Count the lines of the material below that contain the string "black", matching case exactly, and give only that number.

SUPPLIED RECORDS:
^^^^
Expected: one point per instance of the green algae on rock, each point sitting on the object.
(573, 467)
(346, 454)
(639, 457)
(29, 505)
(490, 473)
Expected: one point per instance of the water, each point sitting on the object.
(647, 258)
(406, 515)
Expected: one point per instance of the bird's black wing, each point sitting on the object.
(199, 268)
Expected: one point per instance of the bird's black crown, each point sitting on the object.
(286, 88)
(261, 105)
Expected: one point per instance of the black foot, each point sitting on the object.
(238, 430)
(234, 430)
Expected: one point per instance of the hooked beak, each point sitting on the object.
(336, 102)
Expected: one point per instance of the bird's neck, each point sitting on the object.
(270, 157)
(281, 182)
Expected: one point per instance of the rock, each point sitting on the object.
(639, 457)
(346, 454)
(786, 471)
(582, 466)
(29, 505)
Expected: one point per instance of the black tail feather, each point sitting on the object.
^^^^
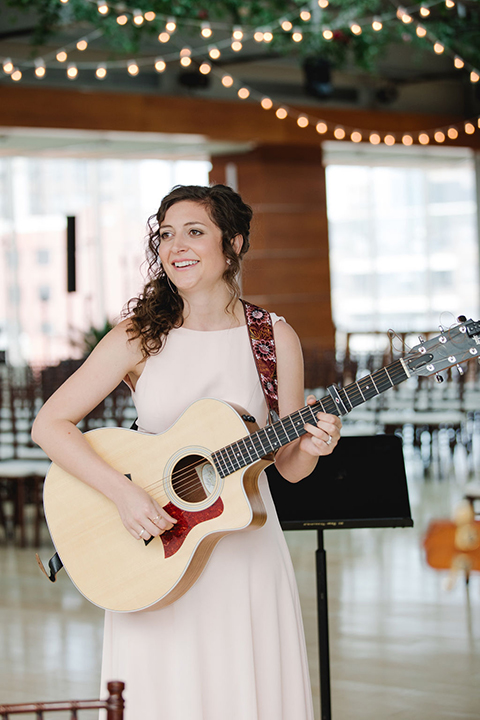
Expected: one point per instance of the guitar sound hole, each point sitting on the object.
^^^^
RESULT OF THIS TASK: 4